* Work request: Once the line containing "positive clicks: (491, 390)" is found in the entries below, reproduce it and every line after it, stopping at and including the line containing "263L460 234L393 257L307"; reproduce nothing else, and keep each line exact.

* Supplied records:
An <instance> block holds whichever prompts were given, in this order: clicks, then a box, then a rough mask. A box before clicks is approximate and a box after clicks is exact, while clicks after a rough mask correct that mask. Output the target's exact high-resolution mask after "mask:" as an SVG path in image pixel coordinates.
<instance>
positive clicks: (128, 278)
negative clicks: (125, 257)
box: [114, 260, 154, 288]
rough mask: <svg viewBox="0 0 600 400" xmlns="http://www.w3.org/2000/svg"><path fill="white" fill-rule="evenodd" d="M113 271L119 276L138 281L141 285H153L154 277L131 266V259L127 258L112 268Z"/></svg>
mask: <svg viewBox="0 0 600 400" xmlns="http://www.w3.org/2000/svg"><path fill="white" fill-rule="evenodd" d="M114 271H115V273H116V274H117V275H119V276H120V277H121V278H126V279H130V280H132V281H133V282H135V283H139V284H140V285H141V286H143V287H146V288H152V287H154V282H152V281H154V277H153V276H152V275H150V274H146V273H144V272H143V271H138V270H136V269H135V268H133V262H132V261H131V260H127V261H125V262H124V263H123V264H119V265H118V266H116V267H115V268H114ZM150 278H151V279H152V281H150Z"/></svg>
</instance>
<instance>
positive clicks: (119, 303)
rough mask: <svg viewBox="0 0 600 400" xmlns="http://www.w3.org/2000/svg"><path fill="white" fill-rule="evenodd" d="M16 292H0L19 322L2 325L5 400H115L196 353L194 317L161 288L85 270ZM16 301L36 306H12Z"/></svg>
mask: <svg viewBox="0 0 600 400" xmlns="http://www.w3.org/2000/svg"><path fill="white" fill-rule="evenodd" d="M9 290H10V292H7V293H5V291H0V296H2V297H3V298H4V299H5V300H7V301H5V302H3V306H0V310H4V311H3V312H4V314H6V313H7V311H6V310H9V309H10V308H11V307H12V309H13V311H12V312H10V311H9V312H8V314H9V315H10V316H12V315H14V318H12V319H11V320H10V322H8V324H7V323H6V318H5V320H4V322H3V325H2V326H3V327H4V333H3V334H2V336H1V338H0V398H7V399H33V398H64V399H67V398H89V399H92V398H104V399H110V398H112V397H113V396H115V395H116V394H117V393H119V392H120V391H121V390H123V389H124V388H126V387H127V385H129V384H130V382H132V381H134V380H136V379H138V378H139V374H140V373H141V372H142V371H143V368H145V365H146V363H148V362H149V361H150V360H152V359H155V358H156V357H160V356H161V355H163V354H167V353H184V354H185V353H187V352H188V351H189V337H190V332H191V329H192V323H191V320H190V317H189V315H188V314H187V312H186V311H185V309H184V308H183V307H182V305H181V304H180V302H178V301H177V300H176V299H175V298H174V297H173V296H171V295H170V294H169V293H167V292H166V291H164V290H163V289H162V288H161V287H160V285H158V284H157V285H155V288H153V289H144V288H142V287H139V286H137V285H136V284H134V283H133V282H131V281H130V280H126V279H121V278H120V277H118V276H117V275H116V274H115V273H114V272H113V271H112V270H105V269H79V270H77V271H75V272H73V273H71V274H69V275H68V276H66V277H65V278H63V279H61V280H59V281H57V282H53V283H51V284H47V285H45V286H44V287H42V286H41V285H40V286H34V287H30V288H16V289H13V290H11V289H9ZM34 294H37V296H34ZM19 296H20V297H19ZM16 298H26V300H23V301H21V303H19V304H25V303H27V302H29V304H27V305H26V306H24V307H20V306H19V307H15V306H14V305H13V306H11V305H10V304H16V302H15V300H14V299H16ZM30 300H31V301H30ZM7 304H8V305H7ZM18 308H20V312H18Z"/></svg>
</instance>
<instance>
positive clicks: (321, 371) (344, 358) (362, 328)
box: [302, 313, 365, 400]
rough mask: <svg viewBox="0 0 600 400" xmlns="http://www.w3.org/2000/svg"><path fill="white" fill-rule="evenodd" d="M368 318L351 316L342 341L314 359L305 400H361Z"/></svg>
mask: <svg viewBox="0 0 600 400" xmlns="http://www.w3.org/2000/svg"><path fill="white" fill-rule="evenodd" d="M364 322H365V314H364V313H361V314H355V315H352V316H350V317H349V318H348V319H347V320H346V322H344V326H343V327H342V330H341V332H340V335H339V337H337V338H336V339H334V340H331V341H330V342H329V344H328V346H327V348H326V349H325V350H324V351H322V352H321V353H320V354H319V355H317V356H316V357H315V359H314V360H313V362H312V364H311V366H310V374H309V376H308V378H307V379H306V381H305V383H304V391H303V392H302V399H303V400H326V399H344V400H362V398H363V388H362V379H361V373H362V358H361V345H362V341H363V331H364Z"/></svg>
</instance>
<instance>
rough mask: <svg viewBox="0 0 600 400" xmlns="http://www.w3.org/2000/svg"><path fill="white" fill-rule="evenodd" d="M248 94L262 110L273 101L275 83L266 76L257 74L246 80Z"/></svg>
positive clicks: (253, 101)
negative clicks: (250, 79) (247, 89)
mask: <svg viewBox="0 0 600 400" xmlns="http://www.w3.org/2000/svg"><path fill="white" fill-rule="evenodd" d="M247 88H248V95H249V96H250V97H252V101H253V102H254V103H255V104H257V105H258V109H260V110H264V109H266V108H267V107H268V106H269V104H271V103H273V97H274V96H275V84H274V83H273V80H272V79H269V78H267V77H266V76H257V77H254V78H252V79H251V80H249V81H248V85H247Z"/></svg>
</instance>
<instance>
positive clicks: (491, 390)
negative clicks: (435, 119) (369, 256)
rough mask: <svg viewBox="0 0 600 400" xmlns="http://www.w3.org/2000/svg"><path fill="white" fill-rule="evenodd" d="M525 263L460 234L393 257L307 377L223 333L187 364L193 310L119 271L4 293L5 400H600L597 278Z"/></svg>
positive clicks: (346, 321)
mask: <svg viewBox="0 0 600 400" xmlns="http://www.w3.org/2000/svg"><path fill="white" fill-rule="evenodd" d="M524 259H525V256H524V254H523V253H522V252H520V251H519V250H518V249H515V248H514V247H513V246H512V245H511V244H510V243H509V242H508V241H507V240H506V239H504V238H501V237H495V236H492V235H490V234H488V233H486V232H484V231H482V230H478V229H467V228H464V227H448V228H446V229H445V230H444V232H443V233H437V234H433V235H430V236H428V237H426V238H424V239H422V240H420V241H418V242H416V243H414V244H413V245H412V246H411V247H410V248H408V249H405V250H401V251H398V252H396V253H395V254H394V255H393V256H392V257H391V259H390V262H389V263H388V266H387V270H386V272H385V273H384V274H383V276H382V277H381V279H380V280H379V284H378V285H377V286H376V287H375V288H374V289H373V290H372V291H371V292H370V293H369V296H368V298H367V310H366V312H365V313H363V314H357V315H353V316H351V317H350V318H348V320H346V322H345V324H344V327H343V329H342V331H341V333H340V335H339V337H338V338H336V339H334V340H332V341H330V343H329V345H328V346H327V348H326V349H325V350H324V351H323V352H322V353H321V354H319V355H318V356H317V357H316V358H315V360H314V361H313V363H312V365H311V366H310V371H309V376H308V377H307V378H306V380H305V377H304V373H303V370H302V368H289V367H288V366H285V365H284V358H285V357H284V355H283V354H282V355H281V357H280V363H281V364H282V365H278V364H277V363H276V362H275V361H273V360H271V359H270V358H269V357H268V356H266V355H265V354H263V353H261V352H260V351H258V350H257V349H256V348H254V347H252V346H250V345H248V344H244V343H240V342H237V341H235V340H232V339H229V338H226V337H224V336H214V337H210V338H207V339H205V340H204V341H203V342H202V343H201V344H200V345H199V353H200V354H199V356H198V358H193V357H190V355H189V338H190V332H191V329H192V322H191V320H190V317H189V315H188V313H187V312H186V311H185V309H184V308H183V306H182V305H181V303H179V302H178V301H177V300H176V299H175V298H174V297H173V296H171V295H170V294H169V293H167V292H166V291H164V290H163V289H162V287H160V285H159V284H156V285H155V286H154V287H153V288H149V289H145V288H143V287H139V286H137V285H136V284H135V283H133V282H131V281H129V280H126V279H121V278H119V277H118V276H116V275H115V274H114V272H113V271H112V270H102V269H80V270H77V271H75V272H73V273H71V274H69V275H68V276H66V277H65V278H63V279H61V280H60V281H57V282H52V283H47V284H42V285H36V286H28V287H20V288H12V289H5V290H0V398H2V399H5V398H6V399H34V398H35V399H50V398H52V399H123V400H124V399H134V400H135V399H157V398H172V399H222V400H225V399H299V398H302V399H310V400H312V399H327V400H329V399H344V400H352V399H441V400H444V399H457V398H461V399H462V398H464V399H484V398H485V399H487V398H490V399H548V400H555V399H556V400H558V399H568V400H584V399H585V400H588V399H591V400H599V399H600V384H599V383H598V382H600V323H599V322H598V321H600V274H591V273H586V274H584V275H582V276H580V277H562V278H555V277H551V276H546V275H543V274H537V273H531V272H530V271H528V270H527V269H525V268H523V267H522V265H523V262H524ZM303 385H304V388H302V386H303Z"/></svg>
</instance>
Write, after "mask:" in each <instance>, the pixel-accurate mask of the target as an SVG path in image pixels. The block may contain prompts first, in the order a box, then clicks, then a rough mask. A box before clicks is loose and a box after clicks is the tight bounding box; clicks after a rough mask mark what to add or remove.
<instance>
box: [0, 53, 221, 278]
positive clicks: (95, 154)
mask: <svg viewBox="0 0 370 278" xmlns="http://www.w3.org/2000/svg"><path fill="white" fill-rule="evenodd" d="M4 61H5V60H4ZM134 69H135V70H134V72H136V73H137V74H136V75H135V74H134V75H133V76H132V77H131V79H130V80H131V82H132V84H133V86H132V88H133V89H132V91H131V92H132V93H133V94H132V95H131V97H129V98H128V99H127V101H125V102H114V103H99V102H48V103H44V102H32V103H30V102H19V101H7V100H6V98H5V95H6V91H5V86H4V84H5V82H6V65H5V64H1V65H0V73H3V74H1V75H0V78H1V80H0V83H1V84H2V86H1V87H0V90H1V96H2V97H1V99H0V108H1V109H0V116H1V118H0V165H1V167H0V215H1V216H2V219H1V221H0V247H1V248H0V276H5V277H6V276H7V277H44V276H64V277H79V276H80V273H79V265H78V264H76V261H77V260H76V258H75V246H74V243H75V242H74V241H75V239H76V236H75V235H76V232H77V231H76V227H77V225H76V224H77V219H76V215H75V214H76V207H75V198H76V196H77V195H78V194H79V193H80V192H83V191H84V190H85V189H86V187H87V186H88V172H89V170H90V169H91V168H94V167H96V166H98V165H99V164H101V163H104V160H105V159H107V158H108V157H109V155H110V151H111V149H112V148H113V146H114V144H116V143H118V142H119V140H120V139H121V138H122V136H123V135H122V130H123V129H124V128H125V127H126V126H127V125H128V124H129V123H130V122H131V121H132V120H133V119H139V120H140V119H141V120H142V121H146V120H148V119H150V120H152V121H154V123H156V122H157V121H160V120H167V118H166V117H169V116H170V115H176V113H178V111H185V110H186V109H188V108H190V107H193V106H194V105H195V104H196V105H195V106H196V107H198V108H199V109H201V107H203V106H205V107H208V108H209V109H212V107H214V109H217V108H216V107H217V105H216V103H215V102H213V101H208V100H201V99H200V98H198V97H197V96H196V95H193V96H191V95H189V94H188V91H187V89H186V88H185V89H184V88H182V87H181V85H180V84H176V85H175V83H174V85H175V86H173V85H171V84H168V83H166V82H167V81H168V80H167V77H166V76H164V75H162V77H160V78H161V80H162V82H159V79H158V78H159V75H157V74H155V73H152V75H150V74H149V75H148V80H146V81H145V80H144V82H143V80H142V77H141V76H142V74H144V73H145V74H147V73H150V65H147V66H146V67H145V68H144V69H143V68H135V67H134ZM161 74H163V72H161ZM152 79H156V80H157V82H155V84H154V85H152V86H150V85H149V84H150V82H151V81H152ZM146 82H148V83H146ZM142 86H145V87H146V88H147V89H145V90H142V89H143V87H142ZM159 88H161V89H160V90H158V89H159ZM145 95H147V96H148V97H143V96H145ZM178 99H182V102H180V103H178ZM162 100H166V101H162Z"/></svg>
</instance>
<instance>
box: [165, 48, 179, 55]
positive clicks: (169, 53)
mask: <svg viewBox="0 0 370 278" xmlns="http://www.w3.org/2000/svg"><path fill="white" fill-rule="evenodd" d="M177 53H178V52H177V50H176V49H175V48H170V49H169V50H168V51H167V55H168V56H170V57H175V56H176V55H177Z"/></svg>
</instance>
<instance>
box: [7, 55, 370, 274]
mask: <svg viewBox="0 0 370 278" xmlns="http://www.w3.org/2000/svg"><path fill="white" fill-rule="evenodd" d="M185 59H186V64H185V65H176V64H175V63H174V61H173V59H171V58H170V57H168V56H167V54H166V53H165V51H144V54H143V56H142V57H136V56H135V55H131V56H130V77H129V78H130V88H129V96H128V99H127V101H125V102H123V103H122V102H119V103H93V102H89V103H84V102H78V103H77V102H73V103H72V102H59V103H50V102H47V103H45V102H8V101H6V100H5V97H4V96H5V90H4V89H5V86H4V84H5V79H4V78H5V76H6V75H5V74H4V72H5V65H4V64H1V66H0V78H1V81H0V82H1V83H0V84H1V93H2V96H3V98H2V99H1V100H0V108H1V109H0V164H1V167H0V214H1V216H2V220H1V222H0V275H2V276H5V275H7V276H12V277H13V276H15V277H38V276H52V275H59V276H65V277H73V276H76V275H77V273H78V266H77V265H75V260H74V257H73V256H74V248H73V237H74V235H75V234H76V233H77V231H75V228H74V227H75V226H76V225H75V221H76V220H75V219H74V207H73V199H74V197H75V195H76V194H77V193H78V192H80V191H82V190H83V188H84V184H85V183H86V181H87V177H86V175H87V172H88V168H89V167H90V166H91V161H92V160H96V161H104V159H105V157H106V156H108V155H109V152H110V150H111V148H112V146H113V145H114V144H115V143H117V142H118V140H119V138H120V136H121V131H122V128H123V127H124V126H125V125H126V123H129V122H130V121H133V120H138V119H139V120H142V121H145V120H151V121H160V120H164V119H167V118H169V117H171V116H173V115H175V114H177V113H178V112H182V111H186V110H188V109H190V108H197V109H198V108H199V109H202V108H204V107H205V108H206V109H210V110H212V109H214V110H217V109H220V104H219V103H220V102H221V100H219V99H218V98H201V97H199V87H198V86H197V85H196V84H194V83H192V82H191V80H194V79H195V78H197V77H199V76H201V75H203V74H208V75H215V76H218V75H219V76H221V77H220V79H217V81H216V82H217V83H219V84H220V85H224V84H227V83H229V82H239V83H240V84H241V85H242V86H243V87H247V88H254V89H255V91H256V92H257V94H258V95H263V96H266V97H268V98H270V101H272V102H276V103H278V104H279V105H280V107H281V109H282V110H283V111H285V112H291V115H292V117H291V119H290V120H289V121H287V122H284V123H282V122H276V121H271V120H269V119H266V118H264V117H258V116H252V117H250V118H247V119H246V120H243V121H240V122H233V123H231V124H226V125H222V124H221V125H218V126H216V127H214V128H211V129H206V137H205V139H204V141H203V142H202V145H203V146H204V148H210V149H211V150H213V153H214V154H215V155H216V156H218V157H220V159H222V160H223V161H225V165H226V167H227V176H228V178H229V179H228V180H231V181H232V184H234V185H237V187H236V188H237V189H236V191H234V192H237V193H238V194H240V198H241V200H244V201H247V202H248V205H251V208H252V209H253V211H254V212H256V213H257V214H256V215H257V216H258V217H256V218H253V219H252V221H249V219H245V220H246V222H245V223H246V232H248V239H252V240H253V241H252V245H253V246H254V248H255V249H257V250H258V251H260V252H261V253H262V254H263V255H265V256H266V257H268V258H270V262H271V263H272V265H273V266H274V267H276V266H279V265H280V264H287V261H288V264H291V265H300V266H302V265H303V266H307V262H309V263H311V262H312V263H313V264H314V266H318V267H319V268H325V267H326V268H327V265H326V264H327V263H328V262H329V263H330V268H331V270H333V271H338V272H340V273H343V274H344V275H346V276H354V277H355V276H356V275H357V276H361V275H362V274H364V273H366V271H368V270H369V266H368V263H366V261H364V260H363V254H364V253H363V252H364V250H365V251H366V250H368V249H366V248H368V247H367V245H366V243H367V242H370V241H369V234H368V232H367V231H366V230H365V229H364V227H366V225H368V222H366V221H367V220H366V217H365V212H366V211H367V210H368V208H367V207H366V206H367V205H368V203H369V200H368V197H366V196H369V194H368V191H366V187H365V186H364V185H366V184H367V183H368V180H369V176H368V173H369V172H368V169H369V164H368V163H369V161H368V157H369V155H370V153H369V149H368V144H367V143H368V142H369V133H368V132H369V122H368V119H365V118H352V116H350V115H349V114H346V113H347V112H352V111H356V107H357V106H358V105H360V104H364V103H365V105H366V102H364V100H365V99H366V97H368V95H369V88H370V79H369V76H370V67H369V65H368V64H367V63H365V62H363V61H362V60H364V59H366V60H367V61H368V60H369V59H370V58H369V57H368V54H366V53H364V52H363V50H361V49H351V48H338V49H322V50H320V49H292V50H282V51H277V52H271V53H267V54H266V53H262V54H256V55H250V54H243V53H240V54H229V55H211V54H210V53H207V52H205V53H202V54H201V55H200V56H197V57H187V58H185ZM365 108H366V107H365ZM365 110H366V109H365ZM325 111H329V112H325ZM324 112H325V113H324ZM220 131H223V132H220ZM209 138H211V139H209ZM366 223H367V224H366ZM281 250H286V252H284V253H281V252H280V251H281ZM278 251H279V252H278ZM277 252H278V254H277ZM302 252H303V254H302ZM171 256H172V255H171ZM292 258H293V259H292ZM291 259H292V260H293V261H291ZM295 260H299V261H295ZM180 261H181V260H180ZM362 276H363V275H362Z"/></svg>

* Solution to the problem:
positive clicks: (491, 390)
negative clicks: (435, 119) (369, 256)
rough mask: <svg viewBox="0 0 600 400" xmlns="http://www.w3.org/2000/svg"><path fill="white" fill-rule="evenodd" d="M525 263L460 234L393 257L307 377L223 333L187 364L193 310L119 271L4 293L5 400H600L597 278Z"/></svg>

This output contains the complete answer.